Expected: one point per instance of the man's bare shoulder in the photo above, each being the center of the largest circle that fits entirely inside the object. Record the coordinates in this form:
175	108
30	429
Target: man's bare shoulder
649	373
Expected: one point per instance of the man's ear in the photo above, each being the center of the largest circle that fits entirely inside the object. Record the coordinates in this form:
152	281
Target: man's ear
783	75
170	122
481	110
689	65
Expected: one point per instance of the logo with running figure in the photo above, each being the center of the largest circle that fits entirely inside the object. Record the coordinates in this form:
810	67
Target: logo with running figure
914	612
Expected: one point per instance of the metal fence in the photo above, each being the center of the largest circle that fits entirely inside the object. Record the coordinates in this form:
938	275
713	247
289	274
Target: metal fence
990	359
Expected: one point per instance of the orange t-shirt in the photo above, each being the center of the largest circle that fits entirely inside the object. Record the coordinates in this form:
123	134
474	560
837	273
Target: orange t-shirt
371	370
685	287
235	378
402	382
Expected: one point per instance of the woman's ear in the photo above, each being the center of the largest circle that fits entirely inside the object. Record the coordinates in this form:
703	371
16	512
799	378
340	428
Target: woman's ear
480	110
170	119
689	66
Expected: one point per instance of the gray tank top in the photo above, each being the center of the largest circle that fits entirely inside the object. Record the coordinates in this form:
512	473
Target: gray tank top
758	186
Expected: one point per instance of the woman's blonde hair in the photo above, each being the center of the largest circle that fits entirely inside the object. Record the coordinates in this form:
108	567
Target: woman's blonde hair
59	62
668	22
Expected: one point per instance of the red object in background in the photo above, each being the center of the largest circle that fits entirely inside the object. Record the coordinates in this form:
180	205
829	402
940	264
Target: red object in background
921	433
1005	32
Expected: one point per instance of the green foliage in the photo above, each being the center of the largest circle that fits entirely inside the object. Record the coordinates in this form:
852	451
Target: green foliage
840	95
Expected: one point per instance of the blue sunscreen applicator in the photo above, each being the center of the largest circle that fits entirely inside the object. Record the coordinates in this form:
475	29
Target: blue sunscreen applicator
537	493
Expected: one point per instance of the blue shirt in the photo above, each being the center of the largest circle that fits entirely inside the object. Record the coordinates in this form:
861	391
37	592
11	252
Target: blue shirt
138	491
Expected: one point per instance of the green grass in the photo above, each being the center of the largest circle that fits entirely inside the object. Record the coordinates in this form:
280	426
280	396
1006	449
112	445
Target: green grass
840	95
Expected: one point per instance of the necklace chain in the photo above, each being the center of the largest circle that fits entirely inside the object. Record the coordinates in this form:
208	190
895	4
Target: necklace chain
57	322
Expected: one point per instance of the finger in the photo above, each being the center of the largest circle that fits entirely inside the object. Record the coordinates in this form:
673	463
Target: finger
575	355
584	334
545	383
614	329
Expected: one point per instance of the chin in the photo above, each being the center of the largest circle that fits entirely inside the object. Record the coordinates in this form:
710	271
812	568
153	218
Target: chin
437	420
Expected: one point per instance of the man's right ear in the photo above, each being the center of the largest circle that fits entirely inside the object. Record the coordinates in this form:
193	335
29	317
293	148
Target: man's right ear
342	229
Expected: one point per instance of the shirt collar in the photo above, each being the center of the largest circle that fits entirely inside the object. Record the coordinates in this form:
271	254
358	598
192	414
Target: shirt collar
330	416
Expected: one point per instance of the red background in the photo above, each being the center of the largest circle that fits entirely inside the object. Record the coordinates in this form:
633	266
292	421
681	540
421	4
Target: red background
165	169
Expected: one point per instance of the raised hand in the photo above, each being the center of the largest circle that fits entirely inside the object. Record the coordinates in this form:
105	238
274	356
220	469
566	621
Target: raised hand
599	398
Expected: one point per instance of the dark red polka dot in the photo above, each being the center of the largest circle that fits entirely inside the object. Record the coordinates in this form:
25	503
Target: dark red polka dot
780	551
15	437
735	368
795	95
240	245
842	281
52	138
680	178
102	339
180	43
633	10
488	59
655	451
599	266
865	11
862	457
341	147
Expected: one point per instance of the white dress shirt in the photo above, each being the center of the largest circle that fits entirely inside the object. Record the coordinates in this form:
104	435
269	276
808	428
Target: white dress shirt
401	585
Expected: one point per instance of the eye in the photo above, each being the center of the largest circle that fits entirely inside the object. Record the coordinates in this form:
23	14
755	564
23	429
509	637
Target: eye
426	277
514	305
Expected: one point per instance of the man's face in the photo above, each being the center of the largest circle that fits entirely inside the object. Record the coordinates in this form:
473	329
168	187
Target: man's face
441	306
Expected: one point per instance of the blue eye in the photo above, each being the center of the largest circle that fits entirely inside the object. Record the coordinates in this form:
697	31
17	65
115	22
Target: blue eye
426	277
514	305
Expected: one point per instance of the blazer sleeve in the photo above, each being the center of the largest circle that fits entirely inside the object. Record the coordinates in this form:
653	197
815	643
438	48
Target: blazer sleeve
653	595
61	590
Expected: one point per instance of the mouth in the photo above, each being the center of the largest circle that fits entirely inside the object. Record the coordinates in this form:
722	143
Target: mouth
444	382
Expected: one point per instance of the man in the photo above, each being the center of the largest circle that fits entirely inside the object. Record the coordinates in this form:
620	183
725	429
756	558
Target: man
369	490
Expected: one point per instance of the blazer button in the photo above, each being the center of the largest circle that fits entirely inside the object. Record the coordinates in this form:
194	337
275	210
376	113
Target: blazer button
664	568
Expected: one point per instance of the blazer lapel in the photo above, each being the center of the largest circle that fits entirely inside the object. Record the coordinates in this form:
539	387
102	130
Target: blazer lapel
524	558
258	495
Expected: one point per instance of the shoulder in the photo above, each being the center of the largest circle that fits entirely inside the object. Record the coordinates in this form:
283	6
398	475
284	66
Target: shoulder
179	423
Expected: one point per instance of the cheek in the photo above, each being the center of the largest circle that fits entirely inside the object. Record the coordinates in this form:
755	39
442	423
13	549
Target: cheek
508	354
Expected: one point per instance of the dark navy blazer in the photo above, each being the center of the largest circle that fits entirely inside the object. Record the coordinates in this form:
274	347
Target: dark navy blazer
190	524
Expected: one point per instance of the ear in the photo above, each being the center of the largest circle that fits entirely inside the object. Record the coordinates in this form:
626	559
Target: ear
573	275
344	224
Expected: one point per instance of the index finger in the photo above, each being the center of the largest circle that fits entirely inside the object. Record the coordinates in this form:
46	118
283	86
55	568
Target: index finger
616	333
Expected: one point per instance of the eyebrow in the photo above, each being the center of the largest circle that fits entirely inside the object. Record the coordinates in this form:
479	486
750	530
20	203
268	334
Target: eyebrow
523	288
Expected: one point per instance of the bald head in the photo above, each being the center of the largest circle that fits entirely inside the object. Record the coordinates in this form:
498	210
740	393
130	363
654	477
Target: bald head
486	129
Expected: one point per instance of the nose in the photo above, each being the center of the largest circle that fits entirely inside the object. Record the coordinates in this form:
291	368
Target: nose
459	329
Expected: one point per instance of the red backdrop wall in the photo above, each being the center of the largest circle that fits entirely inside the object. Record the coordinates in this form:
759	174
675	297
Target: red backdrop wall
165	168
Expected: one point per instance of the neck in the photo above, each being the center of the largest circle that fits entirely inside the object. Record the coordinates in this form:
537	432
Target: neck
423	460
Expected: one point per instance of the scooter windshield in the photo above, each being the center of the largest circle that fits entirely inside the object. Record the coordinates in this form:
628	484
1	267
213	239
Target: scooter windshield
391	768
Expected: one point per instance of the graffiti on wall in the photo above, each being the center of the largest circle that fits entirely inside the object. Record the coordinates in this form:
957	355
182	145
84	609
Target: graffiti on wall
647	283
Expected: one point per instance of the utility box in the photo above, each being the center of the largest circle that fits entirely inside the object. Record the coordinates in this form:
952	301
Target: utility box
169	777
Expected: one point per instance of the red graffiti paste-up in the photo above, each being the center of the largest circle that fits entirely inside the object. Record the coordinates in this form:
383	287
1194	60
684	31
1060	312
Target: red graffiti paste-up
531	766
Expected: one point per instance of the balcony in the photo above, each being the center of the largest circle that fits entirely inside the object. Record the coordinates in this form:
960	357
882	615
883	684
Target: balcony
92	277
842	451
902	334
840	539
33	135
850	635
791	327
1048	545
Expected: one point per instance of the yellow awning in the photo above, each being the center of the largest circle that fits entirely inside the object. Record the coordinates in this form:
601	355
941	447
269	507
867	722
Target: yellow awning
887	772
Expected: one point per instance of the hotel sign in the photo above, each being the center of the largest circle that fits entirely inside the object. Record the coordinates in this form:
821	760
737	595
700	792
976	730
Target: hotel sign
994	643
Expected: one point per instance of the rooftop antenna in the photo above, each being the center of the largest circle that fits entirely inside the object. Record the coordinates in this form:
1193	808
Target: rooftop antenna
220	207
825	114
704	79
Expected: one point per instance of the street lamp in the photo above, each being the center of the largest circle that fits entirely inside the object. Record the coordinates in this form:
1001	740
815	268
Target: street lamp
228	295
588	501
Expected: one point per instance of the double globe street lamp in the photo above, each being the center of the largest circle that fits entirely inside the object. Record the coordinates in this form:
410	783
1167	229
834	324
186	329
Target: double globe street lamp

# # # # # # #

=== Directions ===
Reproduce without any change the lines of the records that run from the line containing "Expected: one point per instance of the street" through the final line of the records, including both of those lines.

=== Answer to this task ===
Expected: one point per instance of the street lamp in the photo above, each being the center of the largest circle that fits entirely inside the object. Record the coordinates in this form:
1001	740
815	268
Target: street lamp
228	295
588	501
Expected: one point per instance of the double globe street lamp in the photo above, each being the center of the largest circle that fits entirely inside the object. Record the coordinates in this form:
410	783
1167	229
834	324
186	329
Target: double globe street lamp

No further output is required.